• _DOCUMENT SECTION_
Simultaneous localization and mapping (SLAM) and Structure from Motion (SfM) are important problems in robotics and computer vision. One of the challenges is to solve a large-scale optimization problem associated with all of the robot poses, camera parameters, landmarks and measurements. Yet neither of the two reigning paradigms, direct and iterative methods, scales well to very large and complex problems. Recently, the subgraph-preconditioned conjugate gradient method has been proposed to combine the advantages of direct and iterative methods. However, how to find a good subgraph is still an open problem.
The goal of this dissertation is to address the following two questions:
(1) What are good subgraph preconditioners for SLAM and SfM?
(2) How to find them? To this end, I introduce support theory and support graph theory to evaluate and design subgraph preconditioners for SLAM and SfM. More specifically, I make the following contributions:
First, I develop graphical and probabilistic interpretations of support theory and used them to visualize the quality of subgraph preconditioners.
Second, I derive a novel support-theoretic metric for the quality of spanning tree preconditioners and design an MCMC-based algorithm to find high-quality subgraph preconditioners. I further improve the efficiency of finding good subgraph preconditioners by using heuristics and domain knowledge available in the problems. Our results show that the support-theoretic subgraph preconditioners significantly improve the efficiency of solving large SLAM problems.

• _ENTRIES PROVIDED_
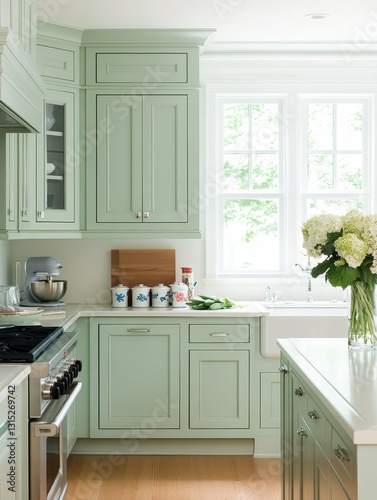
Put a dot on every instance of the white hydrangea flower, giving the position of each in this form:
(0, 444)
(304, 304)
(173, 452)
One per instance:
(315, 231)
(352, 249)
(353, 222)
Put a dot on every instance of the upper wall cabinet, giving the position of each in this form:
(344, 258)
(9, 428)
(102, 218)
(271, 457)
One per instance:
(143, 132)
(58, 164)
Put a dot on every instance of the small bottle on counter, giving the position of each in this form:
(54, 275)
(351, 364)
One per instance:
(119, 296)
(179, 294)
(188, 279)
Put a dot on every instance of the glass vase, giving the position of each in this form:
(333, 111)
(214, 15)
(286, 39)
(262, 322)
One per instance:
(362, 333)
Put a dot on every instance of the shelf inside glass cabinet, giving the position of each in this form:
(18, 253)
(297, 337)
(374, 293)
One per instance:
(55, 156)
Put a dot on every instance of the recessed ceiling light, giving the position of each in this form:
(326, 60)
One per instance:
(316, 17)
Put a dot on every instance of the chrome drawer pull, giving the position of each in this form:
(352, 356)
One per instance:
(313, 415)
(3, 428)
(299, 391)
(341, 453)
(301, 432)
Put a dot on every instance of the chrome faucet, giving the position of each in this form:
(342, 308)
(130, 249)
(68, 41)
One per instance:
(308, 271)
(269, 294)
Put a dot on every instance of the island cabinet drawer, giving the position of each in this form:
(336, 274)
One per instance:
(219, 333)
(318, 423)
(149, 69)
(343, 459)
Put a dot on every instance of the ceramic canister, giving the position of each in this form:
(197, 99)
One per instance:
(140, 296)
(160, 295)
(179, 294)
(119, 296)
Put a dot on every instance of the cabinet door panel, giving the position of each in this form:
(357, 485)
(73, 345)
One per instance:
(270, 400)
(165, 158)
(119, 158)
(57, 189)
(219, 389)
(138, 376)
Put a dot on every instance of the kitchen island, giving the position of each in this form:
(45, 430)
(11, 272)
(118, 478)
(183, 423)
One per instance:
(329, 420)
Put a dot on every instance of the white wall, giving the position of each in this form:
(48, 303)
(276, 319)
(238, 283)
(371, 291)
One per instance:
(87, 263)
(5, 263)
(87, 268)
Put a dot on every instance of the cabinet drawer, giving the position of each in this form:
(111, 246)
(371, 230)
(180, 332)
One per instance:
(343, 459)
(149, 69)
(219, 333)
(318, 424)
(56, 63)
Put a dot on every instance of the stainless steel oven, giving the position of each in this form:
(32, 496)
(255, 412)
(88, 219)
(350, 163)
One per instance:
(52, 392)
(48, 449)
(53, 389)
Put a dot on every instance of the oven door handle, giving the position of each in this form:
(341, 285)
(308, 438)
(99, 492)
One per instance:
(50, 429)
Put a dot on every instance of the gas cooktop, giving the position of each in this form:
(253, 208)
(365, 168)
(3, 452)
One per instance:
(25, 343)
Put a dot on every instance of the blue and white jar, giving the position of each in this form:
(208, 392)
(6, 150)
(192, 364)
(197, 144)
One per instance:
(119, 296)
(179, 293)
(160, 295)
(140, 296)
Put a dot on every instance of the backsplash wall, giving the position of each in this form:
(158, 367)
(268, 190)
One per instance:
(87, 263)
(5, 262)
(87, 268)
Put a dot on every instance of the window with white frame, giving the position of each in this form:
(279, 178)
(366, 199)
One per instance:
(275, 168)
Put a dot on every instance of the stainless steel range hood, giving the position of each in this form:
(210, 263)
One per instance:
(21, 88)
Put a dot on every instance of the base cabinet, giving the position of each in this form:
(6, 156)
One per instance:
(138, 378)
(175, 378)
(319, 460)
(14, 443)
(219, 389)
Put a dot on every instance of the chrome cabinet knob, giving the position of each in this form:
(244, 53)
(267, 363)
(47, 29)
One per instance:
(301, 432)
(341, 453)
(313, 415)
(298, 391)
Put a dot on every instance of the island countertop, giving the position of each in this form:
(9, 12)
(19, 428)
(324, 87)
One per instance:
(344, 380)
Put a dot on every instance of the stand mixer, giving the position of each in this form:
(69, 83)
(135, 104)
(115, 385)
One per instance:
(39, 272)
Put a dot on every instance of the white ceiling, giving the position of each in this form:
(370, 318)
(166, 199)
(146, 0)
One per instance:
(235, 20)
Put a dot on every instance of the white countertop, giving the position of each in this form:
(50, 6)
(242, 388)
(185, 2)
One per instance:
(69, 313)
(345, 381)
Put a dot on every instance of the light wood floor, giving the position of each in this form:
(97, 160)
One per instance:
(124, 477)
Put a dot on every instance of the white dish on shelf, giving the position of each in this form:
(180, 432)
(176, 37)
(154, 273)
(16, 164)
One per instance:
(50, 167)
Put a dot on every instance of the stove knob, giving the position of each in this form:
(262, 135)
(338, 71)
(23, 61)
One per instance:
(55, 391)
(74, 369)
(69, 376)
(63, 382)
(78, 363)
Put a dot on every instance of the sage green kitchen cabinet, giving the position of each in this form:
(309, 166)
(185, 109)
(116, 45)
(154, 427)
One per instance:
(141, 180)
(78, 416)
(58, 164)
(137, 379)
(14, 445)
(18, 153)
(319, 460)
(142, 116)
(219, 389)
(58, 167)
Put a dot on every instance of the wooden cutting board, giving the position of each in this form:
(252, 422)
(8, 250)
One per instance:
(149, 267)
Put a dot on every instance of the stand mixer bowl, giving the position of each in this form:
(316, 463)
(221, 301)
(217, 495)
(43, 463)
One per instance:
(49, 290)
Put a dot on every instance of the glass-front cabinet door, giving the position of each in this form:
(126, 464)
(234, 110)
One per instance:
(57, 188)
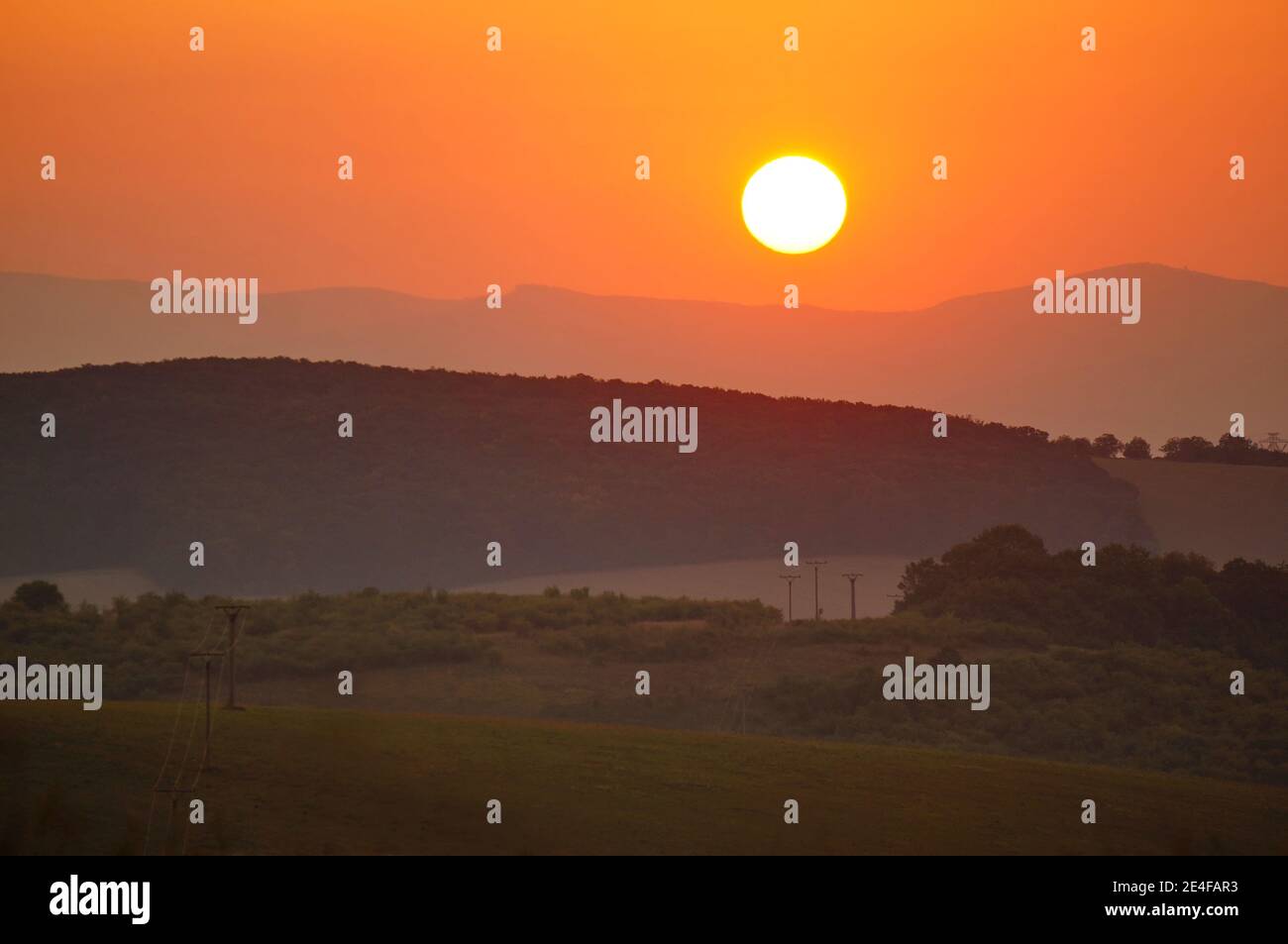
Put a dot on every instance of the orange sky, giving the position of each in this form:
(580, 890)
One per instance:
(513, 167)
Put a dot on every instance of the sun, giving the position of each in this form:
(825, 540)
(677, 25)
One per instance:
(794, 205)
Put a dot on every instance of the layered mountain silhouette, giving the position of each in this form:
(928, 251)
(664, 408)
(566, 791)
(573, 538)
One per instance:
(1206, 347)
(244, 456)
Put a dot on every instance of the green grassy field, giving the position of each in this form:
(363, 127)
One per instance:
(346, 781)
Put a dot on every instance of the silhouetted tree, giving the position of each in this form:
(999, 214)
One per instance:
(39, 595)
(1136, 449)
(1107, 446)
(1080, 447)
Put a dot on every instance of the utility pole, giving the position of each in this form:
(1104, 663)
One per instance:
(232, 610)
(789, 577)
(205, 754)
(815, 565)
(851, 577)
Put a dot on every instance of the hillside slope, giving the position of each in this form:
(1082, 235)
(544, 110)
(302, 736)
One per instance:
(1222, 511)
(1205, 346)
(245, 456)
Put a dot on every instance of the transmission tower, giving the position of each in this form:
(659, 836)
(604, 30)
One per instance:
(851, 577)
(815, 565)
(789, 577)
(232, 610)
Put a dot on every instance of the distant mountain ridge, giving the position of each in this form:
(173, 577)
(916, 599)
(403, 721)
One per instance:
(1206, 347)
(245, 458)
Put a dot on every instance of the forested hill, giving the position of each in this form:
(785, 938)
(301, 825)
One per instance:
(244, 456)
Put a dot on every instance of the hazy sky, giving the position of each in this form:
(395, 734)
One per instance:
(518, 166)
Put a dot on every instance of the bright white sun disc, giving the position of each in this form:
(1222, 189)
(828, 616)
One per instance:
(794, 205)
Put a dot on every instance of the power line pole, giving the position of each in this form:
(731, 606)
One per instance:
(851, 577)
(232, 610)
(815, 565)
(789, 577)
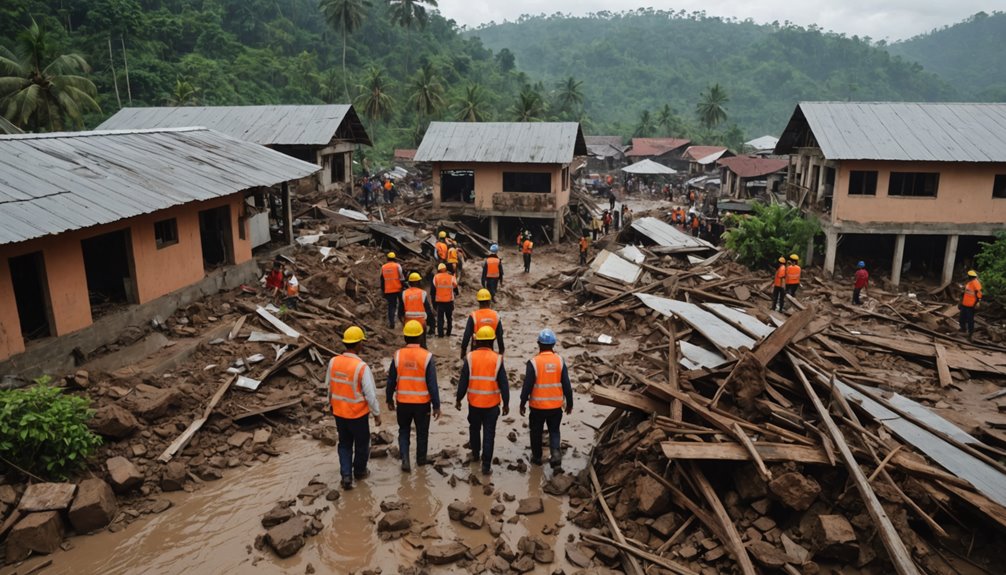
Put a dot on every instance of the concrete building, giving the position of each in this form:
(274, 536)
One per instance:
(98, 223)
(920, 178)
(503, 171)
(323, 135)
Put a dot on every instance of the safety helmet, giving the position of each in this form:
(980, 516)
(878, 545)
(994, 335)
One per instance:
(353, 335)
(412, 329)
(546, 337)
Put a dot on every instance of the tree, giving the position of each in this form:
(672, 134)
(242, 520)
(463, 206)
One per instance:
(710, 108)
(345, 16)
(36, 96)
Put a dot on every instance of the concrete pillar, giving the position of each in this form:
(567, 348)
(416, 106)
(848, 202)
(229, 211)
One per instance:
(950, 257)
(895, 268)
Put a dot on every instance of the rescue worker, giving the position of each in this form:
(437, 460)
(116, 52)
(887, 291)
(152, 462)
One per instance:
(779, 286)
(412, 393)
(546, 386)
(444, 288)
(483, 379)
(969, 303)
(484, 316)
(415, 306)
(391, 279)
(860, 279)
(492, 270)
(352, 396)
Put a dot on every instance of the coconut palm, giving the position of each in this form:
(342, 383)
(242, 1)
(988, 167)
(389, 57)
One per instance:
(36, 96)
(345, 16)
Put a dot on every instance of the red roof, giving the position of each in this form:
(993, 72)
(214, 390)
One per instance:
(655, 146)
(752, 166)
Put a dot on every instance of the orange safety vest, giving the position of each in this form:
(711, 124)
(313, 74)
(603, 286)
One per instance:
(391, 272)
(410, 364)
(972, 294)
(444, 284)
(413, 302)
(483, 389)
(547, 390)
(792, 274)
(345, 383)
(492, 267)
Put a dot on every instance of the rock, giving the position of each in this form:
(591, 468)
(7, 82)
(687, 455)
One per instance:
(124, 474)
(288, 538)
(530, 506)
(94, 507)
(113, 421)
(795, 491)
(445, 553)
(36, 533)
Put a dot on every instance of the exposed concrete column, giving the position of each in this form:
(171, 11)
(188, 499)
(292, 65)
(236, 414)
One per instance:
(895, 267)
(950, 257)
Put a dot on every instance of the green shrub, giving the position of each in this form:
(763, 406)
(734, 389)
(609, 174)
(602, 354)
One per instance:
(773, 230)
(43, 431)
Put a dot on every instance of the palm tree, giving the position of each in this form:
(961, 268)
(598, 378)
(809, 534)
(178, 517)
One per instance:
(472, 107)
(50, 97)
(710, 108)
(345, 16)
(406, 12)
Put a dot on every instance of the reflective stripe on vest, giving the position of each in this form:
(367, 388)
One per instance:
(547, 390)
(345, 383)
(410, 363)
(483, 386)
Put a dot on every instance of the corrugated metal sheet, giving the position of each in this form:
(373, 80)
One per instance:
(910, 132)
(265, 125)
(506, 142)
(50, 183)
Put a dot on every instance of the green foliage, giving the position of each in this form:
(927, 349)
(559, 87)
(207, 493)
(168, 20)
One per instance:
(45, 432)
(773, 230)
(991, 263)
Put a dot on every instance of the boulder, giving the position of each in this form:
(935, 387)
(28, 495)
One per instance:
(94, 507)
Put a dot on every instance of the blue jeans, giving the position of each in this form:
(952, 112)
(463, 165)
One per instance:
(354, 444)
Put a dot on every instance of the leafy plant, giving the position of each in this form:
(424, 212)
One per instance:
(773, 230)
(44, 432)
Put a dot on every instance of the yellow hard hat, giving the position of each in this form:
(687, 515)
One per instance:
(412, 329)
(352, 335)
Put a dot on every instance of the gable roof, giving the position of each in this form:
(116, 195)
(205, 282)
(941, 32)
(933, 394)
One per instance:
(506, 142)
(899, 131)
(265, 125)
(51, 183)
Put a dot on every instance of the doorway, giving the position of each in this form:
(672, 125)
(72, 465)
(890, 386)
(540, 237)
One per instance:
(31, 295)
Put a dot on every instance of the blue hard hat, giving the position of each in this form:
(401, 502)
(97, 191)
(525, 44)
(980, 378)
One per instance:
(546, 337)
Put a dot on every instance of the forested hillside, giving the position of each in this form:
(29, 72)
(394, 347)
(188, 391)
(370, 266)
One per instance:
(968, 54)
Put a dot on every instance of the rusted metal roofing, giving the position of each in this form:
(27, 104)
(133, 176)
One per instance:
(898, 131)
(506, 142)
(51, 183)
(266, 125)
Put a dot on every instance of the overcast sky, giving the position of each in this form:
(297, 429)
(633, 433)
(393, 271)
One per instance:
(886, 19)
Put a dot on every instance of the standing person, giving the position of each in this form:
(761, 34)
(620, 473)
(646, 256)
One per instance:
(391, 279)
(444, 286)
(411, 380)
(483, 380)
(860, 279)
(779, 286)
(352, 396)
(969, 303)
(484, 316)
(492, 270)
(546, 385)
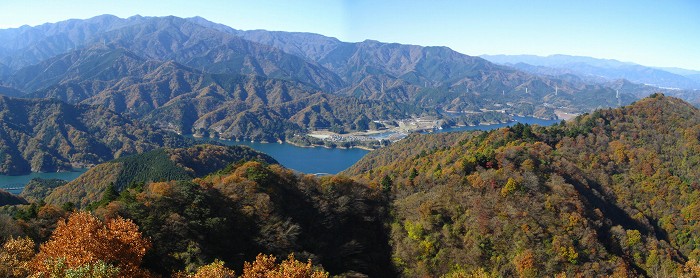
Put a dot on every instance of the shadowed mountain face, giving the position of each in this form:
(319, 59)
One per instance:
(195, 76)
(595, 69)
(48, 135)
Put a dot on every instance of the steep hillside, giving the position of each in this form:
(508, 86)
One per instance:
(596, 68)
(611, 192)
(7, 198)
(434, 76)
(47, 135)
(156, 165)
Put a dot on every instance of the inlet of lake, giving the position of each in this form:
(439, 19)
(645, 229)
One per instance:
(316, 160)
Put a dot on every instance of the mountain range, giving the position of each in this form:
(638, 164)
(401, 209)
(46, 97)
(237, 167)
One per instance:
(45, 135)
(191, 75)
(600, 70)
(614, 192)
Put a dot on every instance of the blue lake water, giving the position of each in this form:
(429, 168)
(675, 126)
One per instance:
(307, 160)
(15, 183)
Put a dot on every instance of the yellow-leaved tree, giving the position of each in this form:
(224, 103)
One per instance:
(265, 266)
(85, 245)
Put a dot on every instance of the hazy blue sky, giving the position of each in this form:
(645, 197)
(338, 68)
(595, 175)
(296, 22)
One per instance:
(653, 33)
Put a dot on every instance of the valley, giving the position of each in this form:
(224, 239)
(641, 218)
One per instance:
(174, 146)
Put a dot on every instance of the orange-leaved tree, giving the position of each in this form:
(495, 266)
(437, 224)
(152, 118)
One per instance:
(265, 266)
(15, 255)
(85, 241)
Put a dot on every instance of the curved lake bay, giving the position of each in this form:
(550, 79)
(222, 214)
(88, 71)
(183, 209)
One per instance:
(316, 160)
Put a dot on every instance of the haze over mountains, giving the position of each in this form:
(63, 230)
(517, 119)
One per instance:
(614, 192)
(600, 69)
(192, 75)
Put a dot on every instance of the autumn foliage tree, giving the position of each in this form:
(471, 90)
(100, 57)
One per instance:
(15, 256)
(85, 241)
(265, 266)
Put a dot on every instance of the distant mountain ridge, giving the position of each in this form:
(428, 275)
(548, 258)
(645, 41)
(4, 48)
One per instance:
(195, 76)
(156, 165)
(599, 195)
(596, 68)
(41, 135)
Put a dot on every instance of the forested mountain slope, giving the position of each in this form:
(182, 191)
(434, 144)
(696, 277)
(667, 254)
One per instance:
(41, 135)
(157, 165)
(611, 192)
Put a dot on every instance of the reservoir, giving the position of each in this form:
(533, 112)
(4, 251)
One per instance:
(316, 160)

• _JOBS_
[1] Repeat the passage of the abstract on subgraph preconditioners word for word, starting at "Simultaneous localization and" and ending at "an open problem.".
[2] In the abstract on subgraph preconditioners, what type of algorithm is designed to find high-quality subgraph preconditioners?

• _TASK ANSWERS_
[1]
Simultaneous localization and mapping (SLAM) and Structure from Motion (SfM) are important problems in robotics and computer vision. One of the challenges is to solve a large-scale optimization problem associated with all of the robot poses, camera parameters, landmarks and measurements. Yet neither of the two reigning paradigms, direct and iterative methods, scales well to very large and complex problems. Recently, the subgraph-preconditioned conjugate gradient method has been proposed to combine the advantages of direct and iterative methods. However, how to find a good subgraph is still an open problem.

[2] An MCMC-based algorithm.